Exercise instructions: Quote exactly the lines spanning from the top of the data below to the line that contains "- **Target**: yellow locomotive front", including both.

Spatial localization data
|---|

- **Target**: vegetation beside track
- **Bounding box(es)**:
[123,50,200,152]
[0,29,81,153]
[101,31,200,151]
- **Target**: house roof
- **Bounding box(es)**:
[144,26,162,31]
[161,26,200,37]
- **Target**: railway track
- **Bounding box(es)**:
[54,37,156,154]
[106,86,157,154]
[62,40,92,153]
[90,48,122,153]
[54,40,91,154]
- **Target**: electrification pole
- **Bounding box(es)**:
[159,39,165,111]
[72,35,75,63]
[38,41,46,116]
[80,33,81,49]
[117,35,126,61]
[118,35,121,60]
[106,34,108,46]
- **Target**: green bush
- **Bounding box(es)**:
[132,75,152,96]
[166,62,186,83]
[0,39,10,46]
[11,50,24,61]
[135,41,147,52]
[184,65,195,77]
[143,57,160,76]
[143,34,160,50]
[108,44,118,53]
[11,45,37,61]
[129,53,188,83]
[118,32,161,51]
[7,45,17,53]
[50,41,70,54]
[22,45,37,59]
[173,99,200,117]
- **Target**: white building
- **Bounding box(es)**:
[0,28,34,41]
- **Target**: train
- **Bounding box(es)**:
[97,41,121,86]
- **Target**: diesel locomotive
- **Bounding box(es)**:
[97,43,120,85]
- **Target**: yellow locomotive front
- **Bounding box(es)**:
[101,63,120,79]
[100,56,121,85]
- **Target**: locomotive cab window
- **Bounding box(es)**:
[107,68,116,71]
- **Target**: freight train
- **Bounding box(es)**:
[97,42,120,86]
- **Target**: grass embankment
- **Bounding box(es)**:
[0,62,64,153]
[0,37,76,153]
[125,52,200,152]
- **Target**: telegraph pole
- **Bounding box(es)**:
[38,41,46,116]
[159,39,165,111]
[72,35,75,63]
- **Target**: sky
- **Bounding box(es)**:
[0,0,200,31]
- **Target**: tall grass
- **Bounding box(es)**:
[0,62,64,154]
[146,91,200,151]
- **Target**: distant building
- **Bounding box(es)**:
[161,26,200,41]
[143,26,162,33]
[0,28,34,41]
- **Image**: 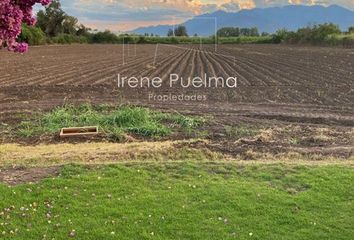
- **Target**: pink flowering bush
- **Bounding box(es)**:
[0,0,51,53]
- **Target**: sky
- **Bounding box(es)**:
[37,0,354,32]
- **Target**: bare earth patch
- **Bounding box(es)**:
[0,166,60,185]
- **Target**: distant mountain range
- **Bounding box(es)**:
[132,5,354,36]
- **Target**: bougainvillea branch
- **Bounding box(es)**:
[0,0,51,53]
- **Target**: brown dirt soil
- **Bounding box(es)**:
[0,166,60,185]
[1,44,353,110]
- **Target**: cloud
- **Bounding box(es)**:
[45,0,354,32]
[60,1,198,31]
[78,0,204,14]
[254,0,354,8]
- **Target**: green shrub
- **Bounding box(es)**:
[137,36,147,44]
[51,34,88,44]
[324,33,354,46]
[219,36,272,44]
[272,23,343,45]
[89,30,120,44]
[18,24,46,45]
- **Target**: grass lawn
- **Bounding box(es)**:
[0,162,353,240]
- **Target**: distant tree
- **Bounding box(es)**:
[250,27,259,37]
[63,16,78,35]
[239,28,249,36]
[314,23,340,40]
[217,27,240,37]
[261,32,270,36]
[348,26,354,33]
[240,27,259,36]
[91,30,119,43]
[36,0,89,37]
[36,0,66,37]
[272,23,341,44]
[218,27,259,37]
[167,29,174,36]
[174,25,188,37]
[296,23,340,43]
[76,24,91,37]
[272,28,291,43]
[137,36,147,43]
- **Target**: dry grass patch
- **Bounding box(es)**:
[0,140,219,167]
[255,128,275,143]
[1,139,353,168]
[311,127,333,142]
[231,149,354,165]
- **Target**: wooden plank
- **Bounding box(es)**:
[60,126,98,138]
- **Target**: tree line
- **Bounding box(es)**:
[18,0,122,45]
[167,26,189,37]
[17,0,354,47]
[164,26,261,37]
[272,23,354,45]
[217,27,261,37]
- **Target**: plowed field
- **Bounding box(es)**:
[0,44,353,157]
[1,44,353,123]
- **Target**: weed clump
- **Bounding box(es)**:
[17,104,204,141]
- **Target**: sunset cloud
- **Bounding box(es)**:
[41,0,354,32]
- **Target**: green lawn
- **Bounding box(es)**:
[0,163,353,239]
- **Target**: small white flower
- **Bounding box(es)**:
[68,230,76,237]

|---|

The completed task:
- **Target**: vegetation beside track
- **Bounding box(es)**:
[123,50,200,152]
[0,29,81,153]
[101,31,200,151]
- **Target**: house roof
- **Bounding box(es)**:
[144,26,162,31]
[161,26,200,37]
- **Target**: railway track
- **Bounding box(es)**:
[54,37,156,154]
[106,86,157,154]
[62,40,92,153]
[90,48,122,153]
[54,40,91,154]
- **Target**: electrification pole
- **Bounding box(es)**:
[159,39,165,111]
[72,35,75,63]
[38,41,46,116]
[80,33,81,49]
[117,35,126,61]
[118,35,121,60]
[106,34,108,46]
- **Target**: green bush
- **Bounding box(es)**:
[132,75,152,96]
[166,62,186,83]
[0,39,10,46]
[11,50,24,61]
[135,41,147,52]
[184,65,195,77]
[143,57,160,76]
[143,34,160,50]
[108,44,118,53]
[11,45,37,61]
[129,53,188,83]
[118,32,161,51]
[7,45,17,53]
[50,41,70,54]
[22,45,37,59]
[173,99,200,117]
- **Target**: white building
- **Bounding box(es)**:
[0,28,34,41]
- **Target**: train
- **Bounding box(es)**:
[97,41,121,86]
- **Target**: diesel locomotive
- **Bounding box(es)**:
[97,43,120,85]
- **Target**: yellow locomotive front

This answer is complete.